══ Document extract

CLASSICAL March 2000

Subject:

Re: Repeats

From:

Dave Lampson <[log in to unmask]>

Date:

Wed, 1 Mar 2000 20:47:22 -0800

Content-Type:

text/plain

Parts/Attachments:

Parts/Attachments

text/plain (90 lines)

Helen Duggan wrote:

>...  Can a performance of 18th century music ever be right if the
>audience is a 20th/21st century one?

Right or wrong doesn't really come into play here.

Frankly, I've been fuming over this thread since this notion of
audience-relativity came into the discussion.  It's perhaps natural in
our ever-more-complex lives that we so eagerly latch on to sound bites
and specious simplifications.  After all, if everything can be reduced
to a single sentence, then our decisions become so much simpler.  The
trite Taruskinism that we, as 20th-century listeners, can never hear
music in the same way as an 18th-century listener is, on the face of it,
obviously true.  But what does this apparent truth tell us? I would claim
absolutely nothing, for the statement is based on several assumptions, all
of which are demonstrably false.

The first assumption implicit in this statement is that there was
an 18th-century way of listening.  With very little reading of history
the abject falseness of this becomes crystal clear.  The audiences in
Salzburg were different, sometimes radically so, from the audiences in
Prague, Paris, London, etc.  We have account after account of music being
well-received in one location, and completely rejected in another.  Did
Bach listen to Vivaldi's concertos in the same wayas a Venetian of the day?
Would an audience at the Esterhazy Estate hearing a Haydn symphony in 1780
respond similarly to an audience in London two decades later? In any of
these examples can we be sure that the listeners in the same audience
possessed similar experience with music in their past and present? Of
course not.  Their cultural backgrounds, and therefore their perceptions
of the music and their reactions to it would be very different.

The second implicit assumption is that there is a 20th-century way of
listening.  In the 18th-century the main reason for audience variation
was geographical - it took a long time for new music to be disseminated, if
in fact it was widely disseminated at all.  Someone living in 1750 could
reasonably have a completely different background in music (especially when
it comes to recently composed works) from a contemporary living in a town
100 miles away.  Today the main culprit is the extreme variety of music we
have available.  Innovations or fashions in music can travel around the
globe at the speed of sound (or so it seems sometimes), but only if you
are plugged into the milieu.  For instance, I listen to a wide variety of
music, including jazz, new age, and lots of rock.  I'm up on many of the
latest bands, and I generally listen to this type of music for a couple of
hours a day, even now that I'm in my forties.  I know there are people on
this list that completely eschew such "garbage" as they might label it.

════
══ Recorded data

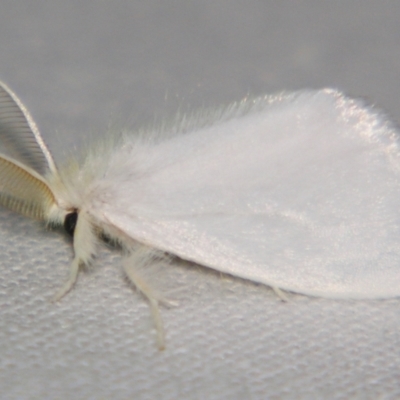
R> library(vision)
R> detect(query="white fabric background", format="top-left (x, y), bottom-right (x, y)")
top-left (0, 0), bottom-right (400, 399)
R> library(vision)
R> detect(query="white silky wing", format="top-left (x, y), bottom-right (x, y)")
top-left (91, 89), bottom-right (400, 298)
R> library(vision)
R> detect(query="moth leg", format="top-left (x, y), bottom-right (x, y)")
top-left (53, 212), bottom-right (97, 301)
top-left (53, 257), bottom-right (80, 302)
top-left (123, 249), bottom-right (165, 350)
top-left (271, 286), bottom-right (289, 302)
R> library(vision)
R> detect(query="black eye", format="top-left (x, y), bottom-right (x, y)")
top-left (64, 211), bottom-right (78, 237)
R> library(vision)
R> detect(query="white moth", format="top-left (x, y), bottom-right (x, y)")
top-left (0, 84), bottom-right (400, 347)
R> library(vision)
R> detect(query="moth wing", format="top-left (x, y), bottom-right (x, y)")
top-left (92, 90), bottom-right (400, 298)
top-left (0, 82), bottom-right (56, 177)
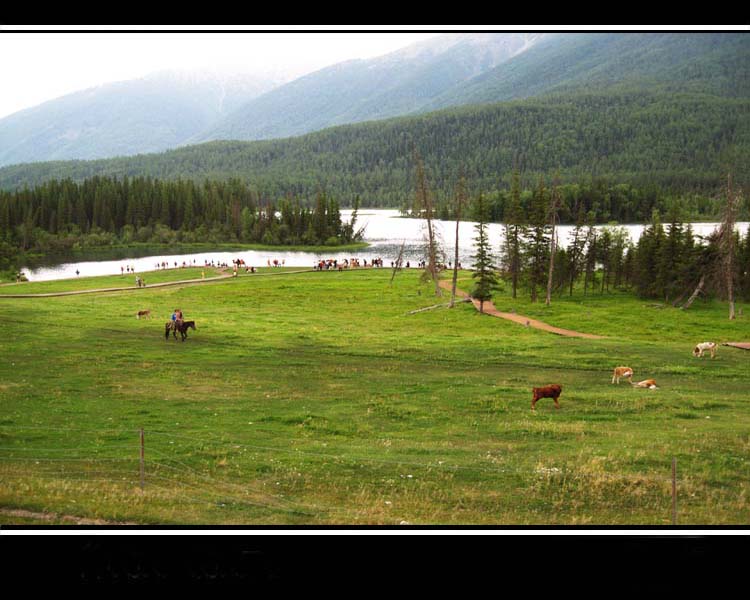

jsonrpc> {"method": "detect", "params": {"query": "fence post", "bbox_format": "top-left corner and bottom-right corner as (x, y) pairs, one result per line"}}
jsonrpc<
(672, 457), (677, 525)
(141, 428), (146, 490)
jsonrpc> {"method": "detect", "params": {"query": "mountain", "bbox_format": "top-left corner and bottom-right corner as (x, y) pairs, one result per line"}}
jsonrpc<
(421, 32), (750, 112)
(190, 33), (546, 143)
(0, 71), (283, 165)
(0, 89), (750, 206)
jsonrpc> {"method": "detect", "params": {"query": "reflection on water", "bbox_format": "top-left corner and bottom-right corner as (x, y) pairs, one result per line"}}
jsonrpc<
(23, 209), (748, 281)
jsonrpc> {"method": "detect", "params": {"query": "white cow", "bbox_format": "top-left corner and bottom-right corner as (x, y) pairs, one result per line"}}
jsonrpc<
(693, 342), (717, 358)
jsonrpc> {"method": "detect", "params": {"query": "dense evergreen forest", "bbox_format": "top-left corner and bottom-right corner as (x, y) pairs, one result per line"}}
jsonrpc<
(482, 174), (750, 308)
(0, 177), (362, 270)
(0, 86), (750, 213)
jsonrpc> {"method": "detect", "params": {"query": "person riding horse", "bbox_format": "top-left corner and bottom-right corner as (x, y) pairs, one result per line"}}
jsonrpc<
(164, 321), (196, 342)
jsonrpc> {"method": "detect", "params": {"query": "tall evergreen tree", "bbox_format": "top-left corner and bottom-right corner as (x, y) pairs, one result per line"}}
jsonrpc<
(471, 193), (498, 313)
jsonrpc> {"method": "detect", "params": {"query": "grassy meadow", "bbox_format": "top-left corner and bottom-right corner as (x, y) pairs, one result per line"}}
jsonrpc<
(0, 269), (750, 526)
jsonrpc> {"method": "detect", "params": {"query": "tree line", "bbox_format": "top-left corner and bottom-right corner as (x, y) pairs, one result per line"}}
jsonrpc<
(464, 172), (750, 318)
(0, 177), (362, 270)
(0, 84), (750, 212)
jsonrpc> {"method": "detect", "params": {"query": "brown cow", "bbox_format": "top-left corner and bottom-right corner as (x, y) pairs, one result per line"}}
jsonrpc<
(612, 367), (633, 383)
(531, 383), (562, 410)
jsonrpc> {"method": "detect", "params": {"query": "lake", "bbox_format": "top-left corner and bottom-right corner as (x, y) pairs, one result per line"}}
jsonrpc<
(22, 209), (748, 281)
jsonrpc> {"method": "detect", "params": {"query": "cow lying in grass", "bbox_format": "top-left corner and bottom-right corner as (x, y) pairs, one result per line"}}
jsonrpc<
(631, 379), (656, 390)
(612, 367), (633, 383)
(693, 342), (717, 358)
(531, 383), (562, 410)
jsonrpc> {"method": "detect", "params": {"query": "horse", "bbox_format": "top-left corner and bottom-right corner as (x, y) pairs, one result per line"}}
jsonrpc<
(164, 321), (197, 342)
(531, 383), (562, 410)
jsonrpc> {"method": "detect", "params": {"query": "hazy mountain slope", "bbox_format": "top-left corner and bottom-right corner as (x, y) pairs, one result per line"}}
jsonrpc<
(191, 33), (543, 142)
(0, 71), (286, 165)
(421, 32), (750, 111)
(0, 91), (750, 206)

════

*Short problem A*:
According to the mailing list message on repeats, what was the main reason for audience variation in the 18th century?
*Short problem B*:
Identify each line of the listing that contains the string "moth".
The text and the listing are separate, unrelated pieces of material.

*Expected answer A*:
Geography, because new music took a long time to be disseminated, if it was widely disseminated at all.

*Expected answer B*:
R> detect(query="moth leg", format="top-left (x, y), bottom-right (x, y)")
R> detect(query="white moth", format="top-left (x, y), bottom-right (x, y)")
R> detect(query="moth wing", format="top-left (x, y), bottom-right (x, y)")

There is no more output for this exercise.